Nothing less than an exact copy of all the records is required.

====================

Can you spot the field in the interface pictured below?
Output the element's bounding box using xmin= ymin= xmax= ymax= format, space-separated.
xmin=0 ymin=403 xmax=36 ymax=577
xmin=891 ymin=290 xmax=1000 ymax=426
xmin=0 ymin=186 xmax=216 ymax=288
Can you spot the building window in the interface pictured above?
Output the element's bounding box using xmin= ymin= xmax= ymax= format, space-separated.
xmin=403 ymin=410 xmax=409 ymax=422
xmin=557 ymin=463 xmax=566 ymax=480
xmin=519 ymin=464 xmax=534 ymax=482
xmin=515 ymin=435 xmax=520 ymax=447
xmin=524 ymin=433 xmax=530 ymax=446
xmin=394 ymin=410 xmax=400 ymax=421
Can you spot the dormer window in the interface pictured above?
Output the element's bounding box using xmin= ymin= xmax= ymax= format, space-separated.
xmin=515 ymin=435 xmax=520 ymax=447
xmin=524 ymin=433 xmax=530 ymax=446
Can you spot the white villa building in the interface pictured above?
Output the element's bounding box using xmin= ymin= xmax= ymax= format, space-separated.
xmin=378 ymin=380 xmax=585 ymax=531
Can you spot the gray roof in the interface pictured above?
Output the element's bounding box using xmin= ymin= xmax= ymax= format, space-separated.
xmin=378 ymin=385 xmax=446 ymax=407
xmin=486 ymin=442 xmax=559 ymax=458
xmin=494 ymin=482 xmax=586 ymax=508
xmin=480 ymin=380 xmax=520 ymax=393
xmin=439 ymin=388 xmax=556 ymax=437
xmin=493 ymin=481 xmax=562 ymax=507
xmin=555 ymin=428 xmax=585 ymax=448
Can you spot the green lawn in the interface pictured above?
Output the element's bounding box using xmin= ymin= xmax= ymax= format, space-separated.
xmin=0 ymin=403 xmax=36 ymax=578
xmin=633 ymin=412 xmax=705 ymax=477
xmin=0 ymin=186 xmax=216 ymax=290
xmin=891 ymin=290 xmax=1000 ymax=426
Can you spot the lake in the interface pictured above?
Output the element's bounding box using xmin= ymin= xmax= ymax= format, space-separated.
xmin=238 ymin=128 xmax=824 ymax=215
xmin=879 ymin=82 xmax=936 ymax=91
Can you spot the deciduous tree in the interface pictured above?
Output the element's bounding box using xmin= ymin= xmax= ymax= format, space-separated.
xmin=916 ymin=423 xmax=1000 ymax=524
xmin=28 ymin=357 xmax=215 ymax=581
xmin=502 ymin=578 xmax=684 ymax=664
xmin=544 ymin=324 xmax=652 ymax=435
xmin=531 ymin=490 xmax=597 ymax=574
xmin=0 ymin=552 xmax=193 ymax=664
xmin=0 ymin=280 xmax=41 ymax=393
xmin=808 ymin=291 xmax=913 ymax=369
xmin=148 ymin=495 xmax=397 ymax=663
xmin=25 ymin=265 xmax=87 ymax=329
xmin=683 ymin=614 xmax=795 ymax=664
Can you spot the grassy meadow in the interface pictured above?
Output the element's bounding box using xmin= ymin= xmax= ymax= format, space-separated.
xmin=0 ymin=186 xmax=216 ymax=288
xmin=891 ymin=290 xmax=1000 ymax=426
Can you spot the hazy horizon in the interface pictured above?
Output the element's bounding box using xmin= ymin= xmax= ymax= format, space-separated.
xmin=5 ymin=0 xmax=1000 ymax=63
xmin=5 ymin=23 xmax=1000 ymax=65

====================

• Your solution:
Can you spot the field in the interface pictured below?
Output the element's bounding box using xmin= ymin= xmax= ymax= format, space-separated.
xmin=0 ymin=403 xmax=36 ymax=577
xmin=891 ymin=290 xmax=1000 ymax=426
xmin=0 ymin=186 xmax=216 ymax=288
Can you spot the building window in the interface pictured above?
Output the element's bounding box using xmin= ymin= xmax= ymax= format, space-separated.
xmin=403 ymin=410 xmax=409 ymax=422
xmin=557 ymin=463 xmax=566 ymax=480
xmin=519 ymin=464 xmax=534 ymax=482
xmin=515 ymin=435 xmax=520 ymax=447
xmin=524 ymin=433 xmax=530 ymax=446
xmin=394 ymin=410 xmax=400 ymax=421
Can you spot the dormer window in the interface pictured above?
Output the element's bounding box using xmin= ymin= xmax= ymax= format, space-separated.
xmin=515 ymin=435 xmax=520 ymax=447
xmin=524 ymin=433 xmax=530 ymax=446
Can you spot the white villa building in the interface pictured above?
Output the element's bounding box using xmin= ymin= xmax= ymax= format, space-separated.
xmin=378 ymin=380 xmax=585 ymax=531
Can you spot the gray roof in the interface pictured above?
Output the element's bounding box using xmin= ymin= xmax= ymax= format, space-separated.
xmin=378 ymin=385 xmax=446 ymax=407
xmin=486 ymin=442 xmax=559 ymax=458
xmin=494 ymin=482 xmax=586 ymax=508
xmin=480 ymin=380 xmax=520 ymax=393
xmin=439 ymin=388 xmax=556 ymax=437
xmin=493 ymin=481 xmax=562 ymax=507
xmin=555 ymin=428 xmax=585 ymax=448
Can you spot the green lawn in the interface pictured above?
Output the element's bounding box using xmin= ymin= xmax= ymax= format, space-separated.
xmin=0 ymin=403 xmax=36 ymax=578
xmin=633 ymin=412 xmax=705 ymax=477
xmin=0 ymin=186 xmax=216 ymax=290
xmin=891 ymin=290 xmax=1000 ymax=426
Can you spot the lake in the interface pictured above?
Output the element's bounding box using xmin= ymin= xmax= ymax= format, space-separated.
xmin=238 ymin=128 xmax=824 ymax=215
xmin=879 ymin=82 xmax=936 ymax=91
Can you spot the deciduous tree in the interface pictured above?
Output the element's bounding box using xmin= ymin= xmax= ymax= format, space-separated.
xmin=916 ymin=423 xmax=1000 ymax=524
xmin=28 ymin=357 xmax=215 ymax=581
xmin=502 ymin=578 xmax=684 ymax=664
xmin=544 ymin=324 xmax=652 ymax=435
xmin=531 ymin=490 xmax=597 ymax=574
xmin=0 ymin=552 xmax=193 ymax=664
xmin=0 ymin=280 xmax=41 ymax=393
xmin=808 ymin=291 xmax=913 ymax=369
xmin=148 ymin=495 xmax=397 ymax=663
xmin=25 ymin=265 xmax=87 ymax=329
xmin=683 ymin=614 xmax=795 ymax=664
Can you spot the grassy meadow in the interface pictured above?
Output the element's bounding box using xmin= ymin= xmax= ymax= format, space-separated.
xmin=0 ymin=186 xmax=216 ymax=288
xmin=891 ymin=290 xmax=1000 ymax=426
Can you spot the hazy horizon in the interface pictured above?
Output the element's bounding box using xmin= ymin= xmax= ymax= format, space-separated.
xmin=5 ymin=0 xmax=1000 ymax=63
xmin=5 ymin=23 xmax=1000 ymax=65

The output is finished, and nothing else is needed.